* [GIVEN EXERCISE] In the records below, reproduce the lines between the one holding "Where can you see the turquoise" and the one holding "column 449, row 247", inclusive, substituting "clear water" for every "shallow water" and leaving everything else unchanged.

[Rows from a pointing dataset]
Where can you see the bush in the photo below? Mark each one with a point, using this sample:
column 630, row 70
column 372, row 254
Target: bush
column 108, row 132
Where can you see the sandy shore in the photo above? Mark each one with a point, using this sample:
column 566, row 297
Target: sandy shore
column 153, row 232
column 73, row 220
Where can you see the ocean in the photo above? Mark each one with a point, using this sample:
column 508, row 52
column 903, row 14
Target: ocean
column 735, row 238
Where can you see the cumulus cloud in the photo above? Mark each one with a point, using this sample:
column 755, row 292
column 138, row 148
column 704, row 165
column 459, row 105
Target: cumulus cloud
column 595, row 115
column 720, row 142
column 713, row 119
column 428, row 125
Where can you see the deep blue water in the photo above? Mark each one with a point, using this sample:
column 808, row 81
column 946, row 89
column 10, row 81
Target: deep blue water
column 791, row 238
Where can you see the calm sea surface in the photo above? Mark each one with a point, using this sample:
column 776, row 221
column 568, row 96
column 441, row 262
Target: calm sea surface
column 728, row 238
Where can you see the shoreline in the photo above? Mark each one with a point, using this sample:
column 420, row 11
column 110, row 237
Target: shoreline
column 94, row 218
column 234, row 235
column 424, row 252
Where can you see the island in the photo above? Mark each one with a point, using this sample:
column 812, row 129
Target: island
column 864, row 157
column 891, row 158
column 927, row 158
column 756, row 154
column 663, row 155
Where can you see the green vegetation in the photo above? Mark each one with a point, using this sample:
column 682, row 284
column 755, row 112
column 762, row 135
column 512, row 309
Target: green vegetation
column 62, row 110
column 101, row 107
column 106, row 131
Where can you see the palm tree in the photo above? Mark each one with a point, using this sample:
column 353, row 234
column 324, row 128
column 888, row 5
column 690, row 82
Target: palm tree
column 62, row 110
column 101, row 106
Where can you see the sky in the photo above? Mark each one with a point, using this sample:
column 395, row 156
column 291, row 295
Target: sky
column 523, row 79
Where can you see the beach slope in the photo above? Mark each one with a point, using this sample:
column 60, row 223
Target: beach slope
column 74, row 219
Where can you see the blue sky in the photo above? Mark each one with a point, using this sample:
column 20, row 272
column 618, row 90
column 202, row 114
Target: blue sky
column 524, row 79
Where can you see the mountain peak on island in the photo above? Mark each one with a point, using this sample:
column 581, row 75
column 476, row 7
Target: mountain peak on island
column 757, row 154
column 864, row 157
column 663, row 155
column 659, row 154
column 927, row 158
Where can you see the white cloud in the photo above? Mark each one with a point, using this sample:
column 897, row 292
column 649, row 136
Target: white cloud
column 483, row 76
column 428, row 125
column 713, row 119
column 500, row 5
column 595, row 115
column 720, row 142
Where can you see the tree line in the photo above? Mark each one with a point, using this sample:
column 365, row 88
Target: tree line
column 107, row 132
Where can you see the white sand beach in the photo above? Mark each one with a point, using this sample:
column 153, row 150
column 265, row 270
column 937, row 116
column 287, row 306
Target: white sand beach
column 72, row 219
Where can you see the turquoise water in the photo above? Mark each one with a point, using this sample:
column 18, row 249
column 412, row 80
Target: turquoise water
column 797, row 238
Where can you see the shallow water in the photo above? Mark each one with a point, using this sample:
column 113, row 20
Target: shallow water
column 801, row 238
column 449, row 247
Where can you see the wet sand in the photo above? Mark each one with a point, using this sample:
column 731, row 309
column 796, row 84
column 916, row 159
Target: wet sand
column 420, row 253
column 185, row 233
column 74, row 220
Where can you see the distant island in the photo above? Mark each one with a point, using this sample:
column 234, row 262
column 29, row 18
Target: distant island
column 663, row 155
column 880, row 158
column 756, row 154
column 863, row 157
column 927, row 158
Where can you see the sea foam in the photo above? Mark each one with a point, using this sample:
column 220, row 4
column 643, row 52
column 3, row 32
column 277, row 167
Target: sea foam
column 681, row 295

* [CORRECT ANSWER]
Where can you see the turquoise water in the photo above? Mark each one with a point, using this sample:
column 18, row 249
column 412, row 80
Target: turquoise water
column 797, row 238
Where can you see the clear water in the photo above? Mark each one with a point, using this sample:
column 113, row 20
Target: clear water
column 801, row 238
column 449, row 247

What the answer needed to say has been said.